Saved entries

■ ■ ■ ■ ■ ■ ■

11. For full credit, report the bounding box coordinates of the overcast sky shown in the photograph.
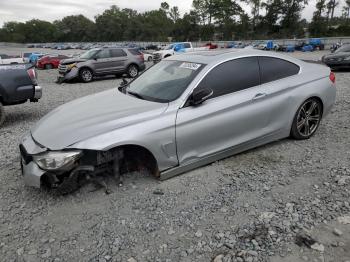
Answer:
[0,0,345,27]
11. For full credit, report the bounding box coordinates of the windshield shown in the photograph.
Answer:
[126,60,204,103]
[80,49,99,59]
[335,45,350,53]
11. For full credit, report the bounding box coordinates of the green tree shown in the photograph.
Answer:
[309,0,328,36]
[192,0,217,25]
[169,6,180,22]
[55,15,95,42]
[95,6,127,41]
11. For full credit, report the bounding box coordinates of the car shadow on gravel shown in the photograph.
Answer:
[57,74,132,85]
[30,170,157,199]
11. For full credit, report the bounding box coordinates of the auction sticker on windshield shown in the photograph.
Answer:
[180,62,201,70]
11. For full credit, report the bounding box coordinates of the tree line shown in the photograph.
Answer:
[0,0,350,43]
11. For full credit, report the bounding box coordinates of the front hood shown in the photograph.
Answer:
[323,52,349,60]
[60,58,87,65]
[31,89,168,150]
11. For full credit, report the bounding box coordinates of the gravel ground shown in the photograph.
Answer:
[0,48,349,262]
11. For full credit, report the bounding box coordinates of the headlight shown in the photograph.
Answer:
[67,63,77,70]
[33,150,82,171]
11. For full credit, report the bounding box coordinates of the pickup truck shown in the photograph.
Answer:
[152,42,208,63]
[0,64,42,126]
[0,54,25,64]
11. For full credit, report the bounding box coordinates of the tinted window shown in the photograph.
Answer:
[95,49,111,59]
[128,49,141,56]
[258,57,299,84]
[111,49,127,57]
[196,57,260,99]
[335,45,350,53]
[183,43,191,48]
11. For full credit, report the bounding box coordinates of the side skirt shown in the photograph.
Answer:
[160,130,286,181]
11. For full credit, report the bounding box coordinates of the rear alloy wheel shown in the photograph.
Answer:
[79,68,93,83]
[291,98,322,139]
[127,64,139,78]
[0,102,5,127]
[45,64,53,70]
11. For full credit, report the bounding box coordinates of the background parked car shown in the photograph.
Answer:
[309,38,325,50]
[22,52,32,63]
[58,47,146,83]
[0,54,24,64]
[322,44,350,69]
[28,53,46,64]
[152,42,208,63]
[0,63,41,126]
[142,52,153,62]
[203,43,218,49]
[37,54,70,69]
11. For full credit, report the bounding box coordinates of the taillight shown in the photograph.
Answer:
[27,68,38,85]
[138,53,144,62]
[329,72,335,84]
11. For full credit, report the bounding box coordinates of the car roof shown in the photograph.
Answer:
[167,49,303,66]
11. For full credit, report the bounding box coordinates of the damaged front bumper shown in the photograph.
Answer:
[19,133,123,191]
[57,67,79,83]
[20,133,47,188]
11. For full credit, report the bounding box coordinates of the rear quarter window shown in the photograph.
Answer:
[111,49,127,57]
[258,57,300,84]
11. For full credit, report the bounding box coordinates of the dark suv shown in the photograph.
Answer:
[58,48,146,83]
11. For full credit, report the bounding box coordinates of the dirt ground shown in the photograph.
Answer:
[0,47,349,262]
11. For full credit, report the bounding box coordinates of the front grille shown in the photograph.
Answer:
[153,53,162,62]
[58,64,68,74]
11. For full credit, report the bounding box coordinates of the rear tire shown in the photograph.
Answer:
[147,56,152,62]
[290,98,323,140]
[79,68,93,83]
[0,102,5,127]
[127,64,139,78]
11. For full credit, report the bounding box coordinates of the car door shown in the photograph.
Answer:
[110,49,128,72]
[257,56,301,132]
[175,57,274,165]
[92,49,113,74]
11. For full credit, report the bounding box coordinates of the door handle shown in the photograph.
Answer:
[252,93,267,100]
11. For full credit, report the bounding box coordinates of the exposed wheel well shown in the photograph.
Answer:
[115,145,159,178]
[127,63,139,69]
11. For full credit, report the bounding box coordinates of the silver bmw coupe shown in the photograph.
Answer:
[20,49,336,193]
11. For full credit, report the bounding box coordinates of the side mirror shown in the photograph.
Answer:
[190,88,213,106]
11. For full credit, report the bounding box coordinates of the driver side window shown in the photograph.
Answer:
[95,50,111,59]
[195,57,260,99]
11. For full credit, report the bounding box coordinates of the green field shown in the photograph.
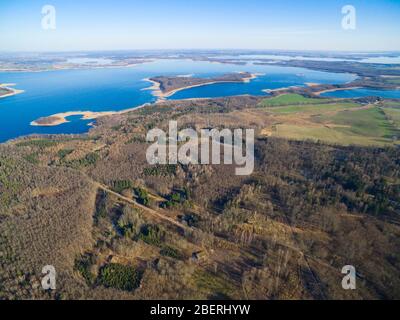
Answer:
[258,94,399,146]
[258,93,333,107]
[386,78,400,85]
[382,101,400,108]
[272,107,399,146]
[323,107,397,139]
[265,102,359,114]
[266,97,400,146]
[273,124,391,146]
[383,107,400,128]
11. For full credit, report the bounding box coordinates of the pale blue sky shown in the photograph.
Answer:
[0,0,399,52]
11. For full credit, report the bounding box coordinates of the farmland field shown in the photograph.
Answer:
[258,93,335,107]
[259,94,399,146]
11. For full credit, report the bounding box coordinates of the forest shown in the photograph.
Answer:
[0,94,399,300]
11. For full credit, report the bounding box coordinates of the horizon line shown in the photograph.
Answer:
[1,49,400,54]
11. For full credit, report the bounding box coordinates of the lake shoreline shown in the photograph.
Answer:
[30,103,151,127]
[143,72,260,102]
[314,86,363,95]
[0,83,25,99]
[31,73,261,127]
[0,60,154,73]
[0,60,368,143]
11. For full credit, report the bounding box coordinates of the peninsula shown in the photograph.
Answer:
[144,72,258,101]
[30,72,260,127]
[0,83,24,98]
[30,111,117,127]
[30,104,150,127]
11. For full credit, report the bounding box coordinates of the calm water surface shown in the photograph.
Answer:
[320,88,400,99]
[0,59,360,142]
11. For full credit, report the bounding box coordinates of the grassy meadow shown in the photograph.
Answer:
[259,94,399,146]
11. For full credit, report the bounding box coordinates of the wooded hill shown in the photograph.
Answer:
[1,94,399,299]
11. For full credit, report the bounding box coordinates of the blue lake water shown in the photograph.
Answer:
[169,67,353,100]
[320,88,400,99]
[0,59,359,142]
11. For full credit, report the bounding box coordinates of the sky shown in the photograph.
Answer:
[0,0,399,52]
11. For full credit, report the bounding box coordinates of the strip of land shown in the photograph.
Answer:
[313,86,362,95]
[0,83,25,98]
[143,72,259,101]
[31,73,260,127]
[30,103,151,127]
[30,111,116,126]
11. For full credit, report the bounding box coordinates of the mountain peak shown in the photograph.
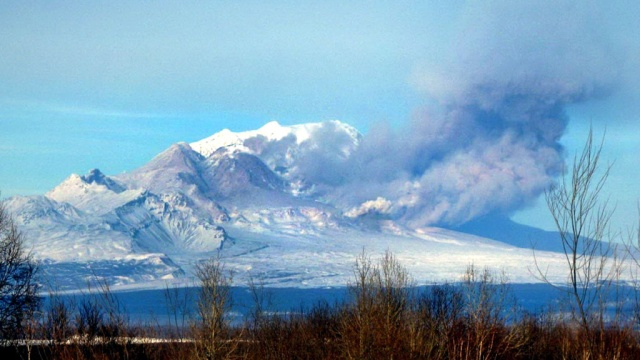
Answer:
[259,120,282,130]
[79,168,124,192]
[114,141,206,195]
[137,142,202,172]
[82,168,105,181]
[47,168,125,199]
[189,120,361,158]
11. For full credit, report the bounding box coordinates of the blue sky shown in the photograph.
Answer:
[1,1,638,232]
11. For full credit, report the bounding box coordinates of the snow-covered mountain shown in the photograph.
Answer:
[191,120,361,197]
[6,120,571,291]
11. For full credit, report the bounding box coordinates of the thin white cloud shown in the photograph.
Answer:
[0,98,170,119]
[46,104,169,119]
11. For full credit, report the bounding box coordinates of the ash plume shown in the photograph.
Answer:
[303,2,618,227]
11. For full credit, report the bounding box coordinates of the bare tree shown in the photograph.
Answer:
[192,255,236,359]
[0,199,39,340]
[534,128,619,330]
[622,203,640,325]
[164,281,193,339]
[461,265,526,359]
[341,250,413,359]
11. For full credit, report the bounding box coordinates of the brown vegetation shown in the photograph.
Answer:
[2,253,640,360]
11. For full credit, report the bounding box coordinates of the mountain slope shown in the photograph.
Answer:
[453,214,564,253]
[6,120,573,291]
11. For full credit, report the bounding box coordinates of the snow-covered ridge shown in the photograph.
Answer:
[190,120,362,198]
[190,120,361,158]
[47,169,145,216]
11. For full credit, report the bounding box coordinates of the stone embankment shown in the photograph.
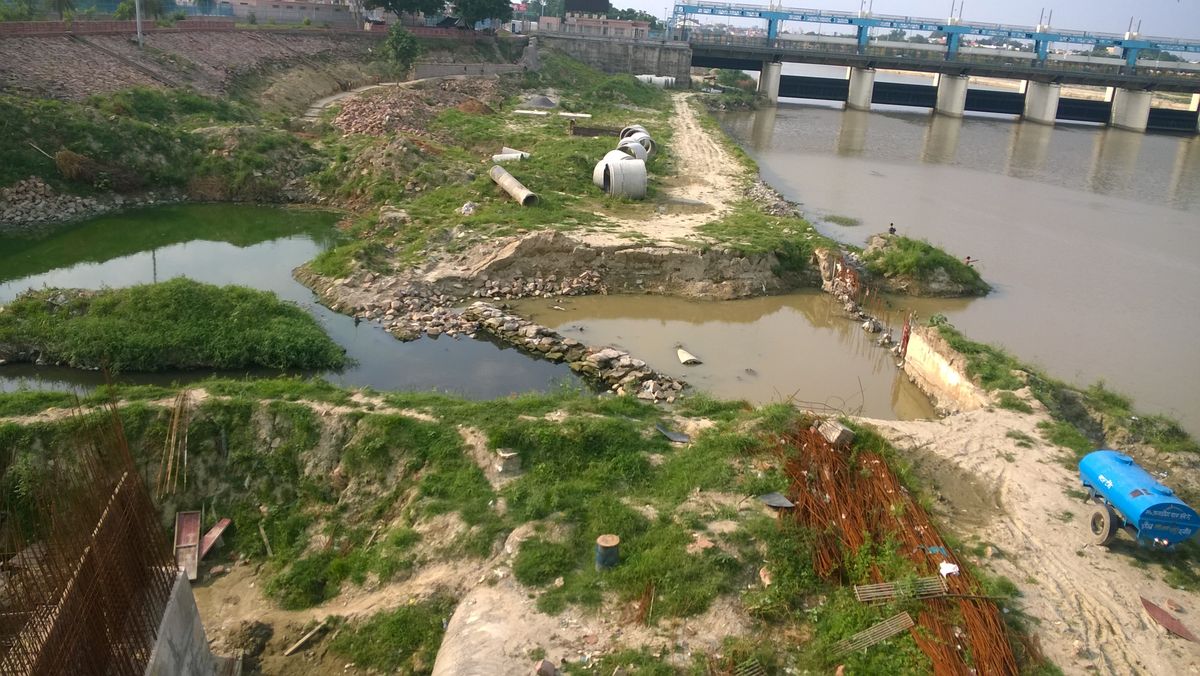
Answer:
[463,303,684,402]
[294,266,683,402]
[0,177,176,232]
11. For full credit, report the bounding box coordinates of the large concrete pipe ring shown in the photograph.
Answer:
[593,149,633,188]
[604,158,647,199]
[619,124,648,140]
[616,139,648,160]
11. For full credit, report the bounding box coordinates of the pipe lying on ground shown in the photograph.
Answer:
[500,146,530,158]
[488,165,539,206]
[616,139,648,160]
[603,158,647,199]
[491,152,526,163]
[619,124,648,140]
[594,149,633,188]
[624,131,656,159]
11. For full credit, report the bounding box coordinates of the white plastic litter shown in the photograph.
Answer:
[939,562,960,578]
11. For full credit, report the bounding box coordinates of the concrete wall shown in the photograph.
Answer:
[413,62,525,79]
[902,325,990,414]
[536,34,691,86]
[144,572,219,676]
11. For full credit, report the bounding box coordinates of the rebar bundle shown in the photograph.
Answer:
[777,426,1018,675]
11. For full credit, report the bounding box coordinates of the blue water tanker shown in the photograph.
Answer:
[1078,450,1199,548]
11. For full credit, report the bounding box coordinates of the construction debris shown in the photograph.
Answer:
[655,423,690,443]
[854,577,948,604]
[816,419,855,447]
[833,612,915,655]
[1142,597,1200,642]
[488,165,539,206]
[199,517,231,560]
[174,511,201,581]
[283,619,328,656]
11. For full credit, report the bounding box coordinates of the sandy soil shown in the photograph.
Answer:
[859,404,1200,676]
[580,92,742,247]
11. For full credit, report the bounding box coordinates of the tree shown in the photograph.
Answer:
[0,0,38,20]
[45,0,73,20]
[883,28,906,41]
[383,24,422,71]
[452,0,509,28]
[527,0,562,19]
[607,6,659,30]
[114,0,164,19]
[363,0,445,18]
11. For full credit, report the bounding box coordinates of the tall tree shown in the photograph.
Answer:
[363,0,446,18]
[383,24,422,70]
[46,0,73,20]
[452,0,510,28]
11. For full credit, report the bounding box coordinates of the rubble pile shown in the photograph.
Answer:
[332,78,504,136]
[470,272,606,300]
[0,177,172,232]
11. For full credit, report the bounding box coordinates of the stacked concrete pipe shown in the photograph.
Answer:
[592,124,655,199]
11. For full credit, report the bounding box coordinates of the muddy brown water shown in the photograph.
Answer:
[719,103,1200,437]
[513,292,938,420]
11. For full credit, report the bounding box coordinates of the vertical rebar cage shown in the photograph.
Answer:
[0,405,175,675]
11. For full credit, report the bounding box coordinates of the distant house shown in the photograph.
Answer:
[539,0,650,39]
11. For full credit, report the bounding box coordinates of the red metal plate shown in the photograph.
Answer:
[1142,596,1199,642]
[200,518,231,560]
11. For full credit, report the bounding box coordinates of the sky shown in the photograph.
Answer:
[617,0,1200,40]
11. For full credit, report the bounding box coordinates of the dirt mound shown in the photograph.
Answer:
[456,97,494,114]
[333,77,504,136]
[522,94,557,109]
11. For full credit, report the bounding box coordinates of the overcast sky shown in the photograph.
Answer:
[622,0,1200,40]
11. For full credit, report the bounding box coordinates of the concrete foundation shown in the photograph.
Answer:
[846,66,875,111]
[934,73,969,118]
[535,34,691,86]
[757,60,781,104]
[1109,87,1152,132]
[145,572,222,676]
[1022,80,1061,125]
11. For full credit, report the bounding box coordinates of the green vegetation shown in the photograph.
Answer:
[0,389,77,417]
[0,278,346,371]
[1006,430,1036,448]
[996,391,1034,413]
[695,201,836,280]
[329,595,456,673]
[824,214,861,227]
[930,317,1023,390]
[0,88,323,198]
[714,69,756,91]
[864,236,990,295]
[383,24,422,72]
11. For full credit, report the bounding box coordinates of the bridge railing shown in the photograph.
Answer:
[689,33,1200,81]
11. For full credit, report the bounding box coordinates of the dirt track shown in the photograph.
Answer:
[584,93,743,246]
[861,404,1200,675]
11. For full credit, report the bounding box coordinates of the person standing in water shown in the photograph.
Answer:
[888,223,897,235]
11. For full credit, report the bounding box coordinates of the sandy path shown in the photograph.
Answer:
[858,407,1200,675]
[581,93,743,247]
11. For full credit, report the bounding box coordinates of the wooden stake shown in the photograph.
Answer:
[258,522,274,558]
[284,619,328,656]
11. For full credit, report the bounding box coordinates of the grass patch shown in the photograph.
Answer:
[0,278,346,372]
[931,318,1023,390]
[1037,420,1094,465]
[1006,430,1036,448]
[996,391,1033,413]
[824,214,861,227]
[697,201,835,280]
[329,595,456,673]
[0,390,78,417]
[865,236,990,295]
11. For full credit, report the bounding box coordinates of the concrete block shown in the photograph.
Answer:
[817,419,855,447]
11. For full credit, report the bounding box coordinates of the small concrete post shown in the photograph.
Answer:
[757,60,781,105]
[1022,80,1061,126]
[1109,88,1152,133]
[847,66,876,111]
[934,73,969,118]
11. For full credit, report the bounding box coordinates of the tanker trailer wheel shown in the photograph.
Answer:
[1089,505,1118,546]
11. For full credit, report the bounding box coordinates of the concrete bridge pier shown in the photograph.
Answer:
[1108,87,1152,132]
[846,67,875,111]
[1021,81,1061,125]
[757,60,781,104]
[934,74,969,117]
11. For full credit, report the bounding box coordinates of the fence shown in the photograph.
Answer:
[0,17,235,36]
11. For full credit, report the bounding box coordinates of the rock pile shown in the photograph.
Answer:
[1,178,104,230]
[747,180,802,218]
[463,302,685,402]
[470,272,606,300]
[333,78,503,137]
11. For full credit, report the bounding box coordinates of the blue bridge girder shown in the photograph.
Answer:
[673,1,1200,68]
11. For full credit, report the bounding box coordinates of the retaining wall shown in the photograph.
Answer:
[537,34,691,86]
[144,571,219,676]
[902,324,990,414]
[0,18,235,37]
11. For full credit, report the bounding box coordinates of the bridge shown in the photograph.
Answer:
[673,2,1200,133]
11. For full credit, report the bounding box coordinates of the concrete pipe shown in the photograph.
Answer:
[488,165,539,206]
[491,152,526,163]
[593,149,633,188]
[624,131,656,159]
[619,124,648,140]
[500,146,530,158]
[604,158,647,199]
[616,139,648,160]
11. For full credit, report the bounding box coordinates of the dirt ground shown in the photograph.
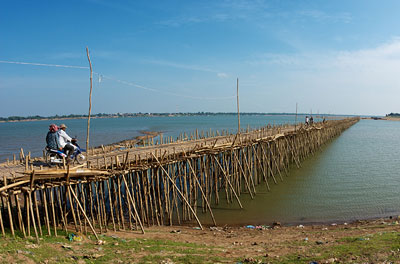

■ ■ ■ ■ ■ ■ ■

* Exercise description
Across the records above, return every line that contains the word "gravel".

* Your solution
11. For full credit, report the bounding box coordinates of the car shadow on gravel shown in the photograph.
11. For full credit, report the bounding box coordinates of the gravel ground shown in the photograph.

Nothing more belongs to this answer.